* [CONSIGNA 1]:
Según el texto sobre la casa de importaciones Hiraoka, ¿a qué dos provincias ya llegan sus productos mediante el comercio electrónico?
* [CONSIGNA 2]:
Retoma el texto sobre la casa de importaciones Hiraoka y continúalo a partir de su última oración.

* [TEXTO DE LECTURA]:
• • •
Todos esos recuerdos que, desde 1942, la familia Hiraoka Torres, sus ocho hijos y todos sus nietos, repasaban en los almuerzos. Que han convertido en libro de aniversario con detalles y fotografías de otro tiempo, y que podrían volver museo, también. En 1964 los esposos Carlos Chiyoteru y Rosa viajaron a Lima para fundar la primera tienda en la capital, cerca de la calle Capón. Ese edificio de nueve pisos que transformó nuestra geografía: primero fue punto de referencia para comprar todo lo que se inventaba en Japón, luego paradero para nunca perderse en la avenida Abancay y hoy referencia limeña de Google Maps. Desde aquel 9 de setiembre de 1964.
Bajo la frase, "Hiraoka es garantía", la pandemia confirmó que lo que los directores de la firma sospechaban tiempo atrás: el comercio electrónico era una realidad, acercaba distancias y permitía llegar a donde las tiendas de Hiraoka en Lima no alcanzaban. Así, desde este mes, la casa de importaciones de Carlos Chiyoteru ha iniciado un agresivo plan de e-commerce a nivel nacional, con dos provincias a donde ya arriban con todas las condiciones de seguridad los productos Hiraoka: Arequipa y Chiclayo. Dentro de dos semanas, también empiezan repartos hacia Piura y Trujillo. Y en diciembre esperan que Hiraoka llegue a todo el país.
• • •
* [MATERIAL PROPORCIONADO]:
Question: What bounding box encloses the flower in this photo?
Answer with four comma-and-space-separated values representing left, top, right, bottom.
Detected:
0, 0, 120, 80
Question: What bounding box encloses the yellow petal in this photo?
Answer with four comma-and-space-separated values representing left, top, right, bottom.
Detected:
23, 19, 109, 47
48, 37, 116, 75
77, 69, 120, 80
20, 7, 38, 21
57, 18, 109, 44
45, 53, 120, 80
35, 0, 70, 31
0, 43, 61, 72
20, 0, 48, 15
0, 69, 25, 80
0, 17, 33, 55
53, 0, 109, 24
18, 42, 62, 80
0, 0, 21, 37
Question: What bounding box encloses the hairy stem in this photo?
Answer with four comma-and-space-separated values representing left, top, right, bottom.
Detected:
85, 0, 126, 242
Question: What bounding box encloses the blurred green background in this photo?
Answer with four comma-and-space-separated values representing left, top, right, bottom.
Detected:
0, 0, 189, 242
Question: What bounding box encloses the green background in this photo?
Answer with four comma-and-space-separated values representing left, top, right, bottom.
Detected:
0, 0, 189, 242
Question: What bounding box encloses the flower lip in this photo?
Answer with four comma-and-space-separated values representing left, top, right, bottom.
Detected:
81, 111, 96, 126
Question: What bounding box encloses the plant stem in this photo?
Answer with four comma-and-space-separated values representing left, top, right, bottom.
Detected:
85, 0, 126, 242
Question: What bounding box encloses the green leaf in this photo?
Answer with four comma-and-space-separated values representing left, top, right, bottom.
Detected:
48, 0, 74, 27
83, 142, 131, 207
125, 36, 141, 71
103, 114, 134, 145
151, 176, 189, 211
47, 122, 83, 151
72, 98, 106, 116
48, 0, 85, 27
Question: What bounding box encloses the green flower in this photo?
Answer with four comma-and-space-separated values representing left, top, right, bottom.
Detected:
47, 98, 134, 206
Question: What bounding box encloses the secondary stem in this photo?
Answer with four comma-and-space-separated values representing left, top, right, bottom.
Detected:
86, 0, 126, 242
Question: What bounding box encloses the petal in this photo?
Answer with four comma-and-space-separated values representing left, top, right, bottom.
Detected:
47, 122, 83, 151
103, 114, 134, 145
• • •
* [RESPUESTA 1]:
Arequipa y Chiclayo.

* [RESPUESTA 2]:
Mi padre compró su primer reloj Seiko en Hiraoka. Desde aquella vez, mediados de los 80, cada vez que tenía una reunión importante, sacaba de su mesa de noche el reloj, lo limpiaba con un paño y le cambiaba la seriedad por una sonrisa. “Lo compré en Hiraoka”, decía, como si ese apellido resumiera con altura la confianza, garantía, el lujo. Como si, desde su compra, ese fuera por decreto el único lugar donde mi familia podría hacerlo. Quizá este allí el gran legado de esta firma peruano japonesa que en unos meses cumplirá 58 años: saber que pase lo que pase, nadie los va a cambiar.